__EXERCISE INPUT__

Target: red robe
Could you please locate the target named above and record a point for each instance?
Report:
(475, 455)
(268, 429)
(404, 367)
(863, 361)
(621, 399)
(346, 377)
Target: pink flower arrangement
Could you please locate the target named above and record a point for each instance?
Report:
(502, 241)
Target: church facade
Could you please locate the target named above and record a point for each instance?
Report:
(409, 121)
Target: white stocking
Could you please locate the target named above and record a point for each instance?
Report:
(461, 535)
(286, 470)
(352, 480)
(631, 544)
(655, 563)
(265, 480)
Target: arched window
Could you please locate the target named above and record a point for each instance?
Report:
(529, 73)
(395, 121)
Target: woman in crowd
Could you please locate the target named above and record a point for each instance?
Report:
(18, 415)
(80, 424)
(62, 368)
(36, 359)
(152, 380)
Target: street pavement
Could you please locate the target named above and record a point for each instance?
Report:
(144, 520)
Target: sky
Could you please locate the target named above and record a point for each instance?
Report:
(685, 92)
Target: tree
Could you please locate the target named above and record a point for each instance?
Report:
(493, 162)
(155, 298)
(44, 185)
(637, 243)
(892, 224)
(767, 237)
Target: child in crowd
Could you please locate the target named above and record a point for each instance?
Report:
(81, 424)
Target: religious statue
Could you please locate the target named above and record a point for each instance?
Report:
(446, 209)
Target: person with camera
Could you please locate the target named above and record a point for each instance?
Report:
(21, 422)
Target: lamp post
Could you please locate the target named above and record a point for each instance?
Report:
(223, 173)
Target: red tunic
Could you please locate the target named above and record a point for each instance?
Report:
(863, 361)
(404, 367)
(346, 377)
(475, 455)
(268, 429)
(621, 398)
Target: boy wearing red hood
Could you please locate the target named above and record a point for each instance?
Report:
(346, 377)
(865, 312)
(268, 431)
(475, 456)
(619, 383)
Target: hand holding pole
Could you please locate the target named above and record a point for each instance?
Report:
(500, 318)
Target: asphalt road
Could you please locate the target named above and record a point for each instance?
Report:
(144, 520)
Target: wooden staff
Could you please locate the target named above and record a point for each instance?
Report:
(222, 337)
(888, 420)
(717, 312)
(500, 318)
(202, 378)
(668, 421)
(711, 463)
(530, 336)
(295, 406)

__AIM__
Express every line of the records above as a JSON list of strings, with one string per line and blank lines omitted.

__RESPONSE TO THE EXERCISE__
[
  "Target: red robe",
  "Could you please locate the target named above and record a point for each instance?",
  "Report:",
  "(475, 455)",
  "(268, 429)",
  "(404, 367)",
  "(863, 361)",
  "(621, 399)",
  "(346, 377)",
  "Target: pink flower arrangement",
  "Could you please locate the target named above and record a point for each instance?",
  "Report:",
  "(502, 241)",
  "Target: church facade",
  "Could you please locate the target named above and record a point for each instance?",
  "Report:",
  "(409, 121)",
  "Target: white stocking",
  "Could you please locate the target named above and record a point for each instance?",
  "Report:",
  "(461, 535)",
  "(286, 470)",
  "(352, 480)",
  "(631, 544)",
  "(655, 563)",
  "(265, 480)",
  "Target: arched window",
  "Could you please locate the target named above and record a point for each instance?",
  "Report:",
  "(529, 73)",
  "(395, 121)",
  "Target: woman in crowd",
  "Could you please locate the target named above and record a point for each instance?",
  "Report:",
  "(18, 415)",
  "(80, 424)",
  "(62, 368)",
  "(36, 359)",
  "(152, 380)",
  "Target: street pavement",
  "Could you please locate the target named above and record a point for each instance?",
  "Report:",
  "(144, 520)",
  "Target: sky",
  "Could you please locate the target named above and record a point for each instance?",
  "Report:",
  "(685, 92)",
  "Target: tree",
  "Could you please locate the target named above and record a point for each instance?",
  "Report:",
  "(493, 162)",
  "(155, 298)",
  "(44, 185)",
  "(637, 243)",
  "(892, 224)",
  "(767, 237)",
  "Target: child in crowd",
  "Could you please locate the target named above and record a point for each instance?",
  "Report:",
  "(81, 424)",
  "Target: religious statue",
  "Could you please locate the target named above and record a point for each instance?",
  "Report:",
  "(446, 209)",
  "Target: person with camera",
  "Could you please locate the target named above and record a point for each instance?",
  "Report:",
  "(21, 422)",
  "Target: lamp post",
  "Could you please locate the target named above and record a point for each instance?",
  "Report:",
  "(223, 173)",
  "Target: red tunic",
  "Could you please locate the target named above and record a point for each instance?",
  "Report:",
  "(863, 361)",
  "(404, 367)",
  "(346, 377)",
  "(475, 455)",
  "(268, 429)",
  "(621, 398)",
  "Target: boy wearing red hood",
  "Could you please locate the target named above and record a point for each instance?",
  "Report:",
  "(346, 377)",
  "(865, 312)",
  "(268, 431)",
  "(475, 456)",
  "(619, 383)",
  "Target: hand holding pole",
  "Could you please locate the target named above and record a point for each instance?",
  "Report:",
  "(500, 318)",
  "Target: asphalt road",
  "Could you please locate the target named above and record a point for each instance?",
  "Report:",
  "(144, 520)",
  "Target: wooden staff",
  "Could you please locate the target named above and record a point for each instance?",
  "Report:",
  "(222, 337)",
  "(888, 420)",
  "(717, 312)",
  "(500, 318)",
  "(202, 378)",
  "(668, 421)",
  "(711, 463)",
  "(530, 336)",
  "(295, 406)"
]